So it was with no little trepidation that I sat down to watch the first few episodes of the Netflix reboot.  It wasn’t awful.  But I have quibbles.  Just as a for instance:  In the opening scene of the first episode, as the Robinson’s space ship is about to crash, a computer voice tells them they’re at 5,000 feet and falling fast, but the display they’re looking at indicates their altitude is 5,000 meters.  It’s a little thing, but it’s such a needlessly stupid mistake that I saw that and my immediate reaction was, “Really?  Come on!”  Sort of takes away from the rest of the episode when the opening scene makes me go, “hmmm.”

And I was a little weirded out by the robot, who was not part of their crew when they left earth in this reboot.  Instead, the robot is the only apparent survivor of an alien ship that crashed on the same planet, in almost the same place, where the Robinsons crashed.  What are the odds of that, eh?  Wait, it gets better.  The robot happens to be on the same branch in the same tree Will climbs to get away from danger.  Of course they bond, because Will’s pure heart wins the robot’s loyalty, so the robot saves Will from danger and, a little while later, it saves Penny from being frozen, too, so the Robinsons accept it into their family.  Just like that!  An alien robot!  That they know nothing about!  Other than that it can melt glacial ice with a wave of its hand!  What could possibly go wrong?

**To be done**
a: Answer these questions about the passage:
(i) What unit does the display show for the altitude while the computer voice says 5,000 feet?
(ii) What does the passage say the robot is the only apparent survivor of?
(iii) Whom does the robot save from being frozen?
b: In the entries below, how many lines contain the string "segment"? Count them and reply with the number alone.

**Record list**

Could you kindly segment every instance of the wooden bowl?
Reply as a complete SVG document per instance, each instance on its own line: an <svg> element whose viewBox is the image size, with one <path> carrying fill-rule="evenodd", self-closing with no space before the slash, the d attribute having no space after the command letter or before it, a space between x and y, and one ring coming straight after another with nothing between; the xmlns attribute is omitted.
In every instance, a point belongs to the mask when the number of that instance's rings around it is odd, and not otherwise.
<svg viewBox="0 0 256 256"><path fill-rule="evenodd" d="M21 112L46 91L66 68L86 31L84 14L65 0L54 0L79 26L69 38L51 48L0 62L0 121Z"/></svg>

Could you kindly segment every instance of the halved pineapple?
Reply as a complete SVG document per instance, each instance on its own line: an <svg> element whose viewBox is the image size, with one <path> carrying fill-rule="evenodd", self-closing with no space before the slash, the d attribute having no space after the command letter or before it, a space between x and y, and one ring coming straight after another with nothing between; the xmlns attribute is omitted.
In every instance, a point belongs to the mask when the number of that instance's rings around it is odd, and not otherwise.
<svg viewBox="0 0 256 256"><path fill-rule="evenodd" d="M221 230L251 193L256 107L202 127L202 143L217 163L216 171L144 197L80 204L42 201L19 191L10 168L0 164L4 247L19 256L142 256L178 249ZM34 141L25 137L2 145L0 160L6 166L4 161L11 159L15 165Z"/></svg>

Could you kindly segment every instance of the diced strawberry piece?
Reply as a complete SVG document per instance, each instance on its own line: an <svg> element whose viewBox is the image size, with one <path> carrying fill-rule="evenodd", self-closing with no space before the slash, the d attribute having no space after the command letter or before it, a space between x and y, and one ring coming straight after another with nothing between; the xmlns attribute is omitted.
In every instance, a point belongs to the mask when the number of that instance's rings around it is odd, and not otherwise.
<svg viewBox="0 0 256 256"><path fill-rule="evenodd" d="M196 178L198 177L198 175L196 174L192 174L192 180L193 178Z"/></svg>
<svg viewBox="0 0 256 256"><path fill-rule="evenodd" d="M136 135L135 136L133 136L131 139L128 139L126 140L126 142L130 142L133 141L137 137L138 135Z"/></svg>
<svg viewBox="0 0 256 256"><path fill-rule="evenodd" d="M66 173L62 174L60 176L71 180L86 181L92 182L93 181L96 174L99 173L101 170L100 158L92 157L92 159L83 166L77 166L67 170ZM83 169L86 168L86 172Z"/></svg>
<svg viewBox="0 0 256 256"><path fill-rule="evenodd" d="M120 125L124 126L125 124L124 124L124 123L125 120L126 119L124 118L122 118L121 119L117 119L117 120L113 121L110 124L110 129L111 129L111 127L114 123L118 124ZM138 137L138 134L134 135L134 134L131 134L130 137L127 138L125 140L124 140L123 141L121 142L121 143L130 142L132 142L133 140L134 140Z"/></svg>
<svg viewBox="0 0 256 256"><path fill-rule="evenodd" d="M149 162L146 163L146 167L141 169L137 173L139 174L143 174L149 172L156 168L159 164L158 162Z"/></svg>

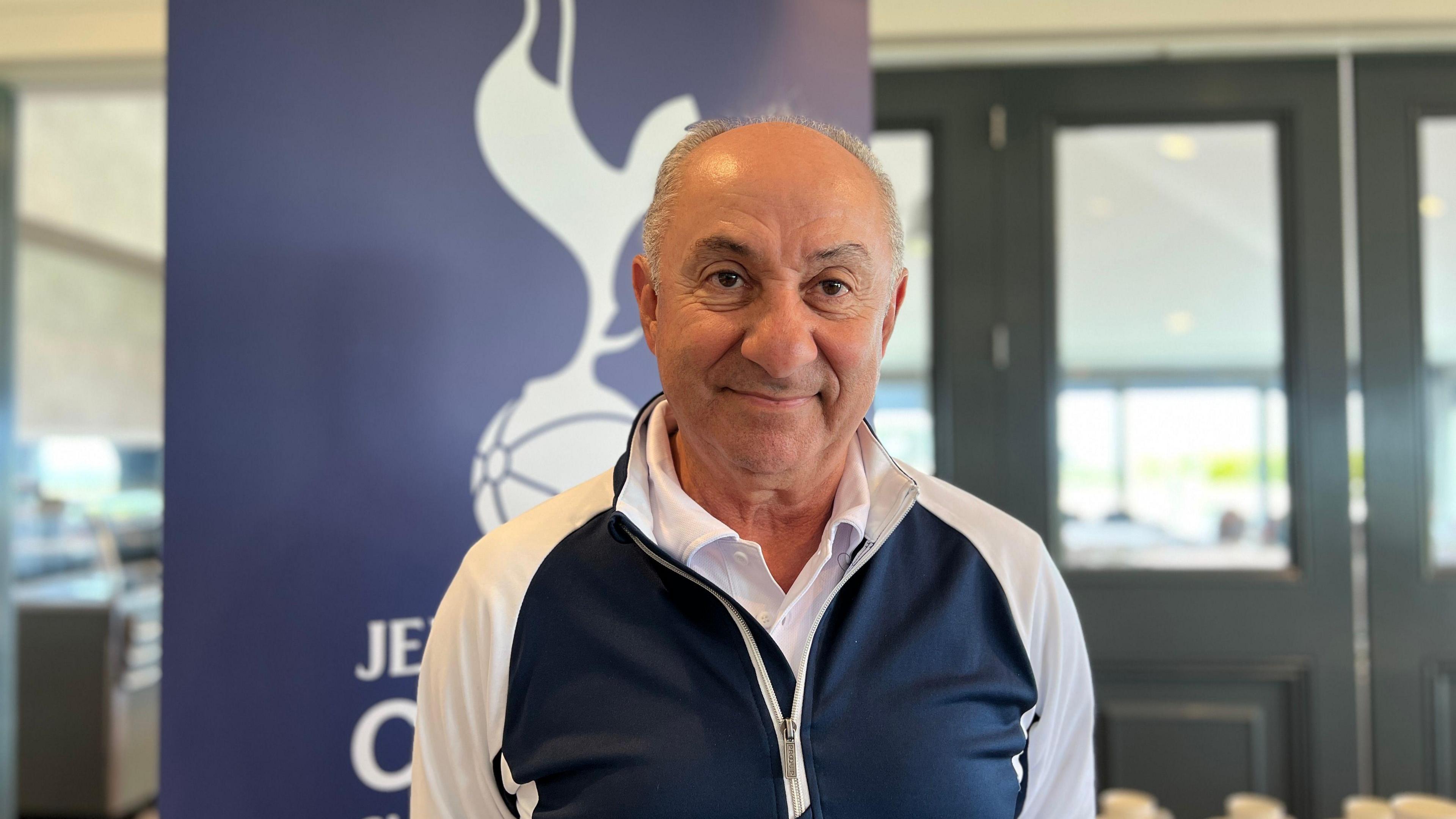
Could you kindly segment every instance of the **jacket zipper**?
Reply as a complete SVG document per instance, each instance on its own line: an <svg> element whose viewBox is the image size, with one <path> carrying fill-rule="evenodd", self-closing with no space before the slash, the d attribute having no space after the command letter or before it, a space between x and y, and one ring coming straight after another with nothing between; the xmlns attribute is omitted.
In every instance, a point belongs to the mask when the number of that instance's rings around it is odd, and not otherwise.
<svg viewBox="0 0 1456 819"><path fill-rule="evenodd" d="M900 474L904 475L904 471L901 471ZM767 663L763 662L763 651L759 648L759 641L754 640L753 631L748 628L748 621L745 621L741 614L738 614L738 608L734 606L731 602L728 602L728 599L724 597L721 593L718 593L718 590L715 590L712 586L703 583L702 580L699 580L697 577L695 577L692 573L681 568L676 563L649 549L646 544L644 544L642 539L638 538L635 532L636 528L628 522L623 522L628 525L622 526L622 529L628 533L629 538L632 538L632 542L635 542L646 557L652 558L654 561L657 561L667 570L673 571L678 577L696 583L705 592L716 597L718 602L722 603L725 609L728 609L728 614L732 615L734 624L738 625L738 634L743 635L744 646L747 646L748 648L748 659L753 662L754 675L757 675L759 678L759 692L763 695L764 702L769 705L769 717L779 727L780 733L779 739L783 743L779 756L783 759L783 780L789 788L791 818L798 818L799 815L804 813L805 797L808 796L805 793L807 788L804 787L804 783L799 781L801 748L798 736L799 733L798 717L804 710L804 679L808 676L810 648L814 646L814 634L818 631L818 625L820 621L824 619L824 614L828 612L830 603L833 603L834 597L839 596L839 590L843 589L846 583L849 583L849 579L853 577L855 573L859 571L859 568L863 567L869 561L869 558L875 555L877 551L879 551L879 546L890 538L890 535L895 530L895 528L900 526L900 523L906 519L906 516L910 514L910 509L914 507L914 498L919 495L917 491L919 485L914 482L913 478L910 478L910 475L906 475L906 479L910 481L910 487L906 490L906 494L900 501L900 512L898 514L895 514L894 522L887 529L884 529L884 532L874 541L868 552L865 552L863 555L859 557L859 560L850 564L849 570L844 571L844 576L839 579L839 583L834 584L834 589L830 590L828 596L824 599L824 605L820 606L818 614L814 615L814 622L810 625L808 640L804 643L804 654L799 660L798 679L794 685L794 702L791 705L792 716L788 717L783 716L783 708L779 708L779 695L773 689L773 679L769 676Z"/></svg>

**Task results**
a:
(i) Meters.
(ii) An alien ship that crashed on the same planet.
(iii) Penny.

b: 4